*GIVEN PASSAGE*:
Great men finish last

Surya Sankar
3 min readFeb 26, 2018

So, China is moving to abolish term limits and essentially let Xi Jinping do a Mao if he prefers so.

https://www.nytimes.com/2018/02/25/world/asia/china-xi-jinping.html

On the one hand, this is sad and scary because I had really wanted to believe that CPC had become a very pragmatic and stable political organization which would guarantee the stability and predictability that the global economy desperately needs now.

On the other hand, as an Indian, this is quite exciting because, it is yet another opportunity for India to rise to the top. America committed political suicide last year and now it looks like China is on its way too. People might disagree, but empirical evidence shows that concentrating power in the hands of one person always ends badly, no matter how patriotic or honest that person professes to be.

All nations are obsessed with great men. We vote for men who would promise to turn around huge nations by eliminating everyone who is corrupt, which usually means everyone who is not singing their praise. We praise entrepreneurs who hog all credit for themselves without any hint of the teams which actually got them there.

*PROBLEMS*:
A: Reproduce the post on term limits between "On the one hand, this" and "professes to be.", inclusive, switching "pragmatic" to "practical".
B: Give back each line of the listing that contains the string "Return".

*SUPPLIED RECORDS*:

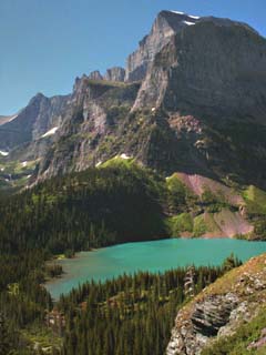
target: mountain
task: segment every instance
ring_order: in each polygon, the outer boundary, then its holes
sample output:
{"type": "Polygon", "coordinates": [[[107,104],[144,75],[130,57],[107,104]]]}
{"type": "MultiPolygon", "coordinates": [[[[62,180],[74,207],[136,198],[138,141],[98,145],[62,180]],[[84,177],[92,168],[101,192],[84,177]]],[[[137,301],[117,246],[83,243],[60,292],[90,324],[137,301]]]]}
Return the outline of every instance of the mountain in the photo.
{"type": "Polygon", "coordinates": [[[60,125],[66,103],[68,95],[49,99],[38,93],[17,115],[0,119],[0,150],[10,151],[20,144],[35,141],[60,125]]]}
{"type": "Polygon", "coordinates": [[[265,263],[249,260],[184,305],[166,355],[265,354],[265,263]]]}
{"type": "Polygon", "coordinates": [[[193,195],[164,206],[177,234],[264,239],[265,83],[266,40],[249,26],[162,11],[125,70],[38,94],[1,125],[0,180],[32,185],[130,159],[193,195]]]}
{"type": "Polygon", "coordinates": [[[124,82],[76,79],[39,179],[125,153],[166,175],[265,187],[264,38],[227,19],[162,11],[130,58],[124,82]],[[142,81],[131,82],[134,72],[142,81]]]}

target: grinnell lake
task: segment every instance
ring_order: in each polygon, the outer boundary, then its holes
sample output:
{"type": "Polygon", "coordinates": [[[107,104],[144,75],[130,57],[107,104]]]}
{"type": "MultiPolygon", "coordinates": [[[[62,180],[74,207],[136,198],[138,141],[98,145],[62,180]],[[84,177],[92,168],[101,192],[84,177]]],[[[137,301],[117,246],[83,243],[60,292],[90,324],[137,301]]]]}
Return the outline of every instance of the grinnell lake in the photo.
{"type": "Polygon", "coordinates": [[[58,300],[61,294],[91,280],[105,281],[137,271],[164,272],[192,264],[221,265],[231,253],[245,262],[265,252],[266,242],[231,239],[171,239],[119,244],[59,261],[64,273],[62,277],[48,282],[45,287],[58,300]]]}

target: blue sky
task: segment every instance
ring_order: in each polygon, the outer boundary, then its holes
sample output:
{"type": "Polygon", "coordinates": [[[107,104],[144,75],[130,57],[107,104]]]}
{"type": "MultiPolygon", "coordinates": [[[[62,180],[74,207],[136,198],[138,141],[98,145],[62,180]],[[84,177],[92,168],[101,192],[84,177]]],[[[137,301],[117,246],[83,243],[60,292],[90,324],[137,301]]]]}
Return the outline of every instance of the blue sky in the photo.
{"type": "Polygon", "coordinates": [[[0,114],[124,65],[161,10],[245,21],[266,37],[265,0],[0,0],[0,114]]]}

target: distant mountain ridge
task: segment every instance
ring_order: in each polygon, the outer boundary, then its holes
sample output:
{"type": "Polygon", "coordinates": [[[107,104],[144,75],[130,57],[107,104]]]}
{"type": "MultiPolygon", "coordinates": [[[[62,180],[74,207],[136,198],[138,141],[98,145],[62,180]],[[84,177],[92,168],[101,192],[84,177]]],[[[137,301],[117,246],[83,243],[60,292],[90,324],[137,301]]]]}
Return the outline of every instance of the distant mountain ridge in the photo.
{"type": "Polygon", "coordinates": [[[265,83],[266,40],[249,26],[161,11],[125,69],[76,78],[71,95],[37,95],[2,124],[0,149],[20,159],[20,144],[34,146],[38,180],[126,154],[165,175],[265,187],[265,83]]]}

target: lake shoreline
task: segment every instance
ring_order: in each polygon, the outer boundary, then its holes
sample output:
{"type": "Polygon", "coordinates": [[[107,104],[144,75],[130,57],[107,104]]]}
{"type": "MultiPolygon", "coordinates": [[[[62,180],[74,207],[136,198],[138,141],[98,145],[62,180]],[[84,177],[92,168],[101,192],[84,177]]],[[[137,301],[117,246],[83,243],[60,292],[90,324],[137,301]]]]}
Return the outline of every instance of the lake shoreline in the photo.
{"type": "Polygon", "coordinates": [[[151,273],[188,265],[208,266],[221,263],[234,253],[246,261],[266,252],[266,242],[247,242],[233,239],[167,239],[150,242],[134,242],[79,252],[74,258],[60,260],[63,267],[60,277],[45,283],[54,300],[88,281],[104,282],[126,273],[139,271],[151,273]]]}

*FINAL ANSWERS*:
A:
On the one hand, this is sad and scary because I had really wanted to believe that CPC had become a very practical and stable political organization which would guarantee the stability and predictability that the global economy desperately needs now.

On the other hand, as an Indian, this is quite exciting because, it is yet another opportunity for India to rise to the top. America committed political suicide last year and now it looks like China is on its way too. People might disagree, but empirical evidence shows that concentrating power in the hands of one person always ends badly, no matter how patriotic or honest that person professes to be.

B:
Return the outline of every instance of the mountain in the photo.
Return the outline of every instance of the grinnell lake in the photo.
Return the outline of every instance of the blue sky in the photo.
Return the outline of every instance of the distant mountain ridge in the photo.
Return the outline of every instance of the lake shoreline in the photo.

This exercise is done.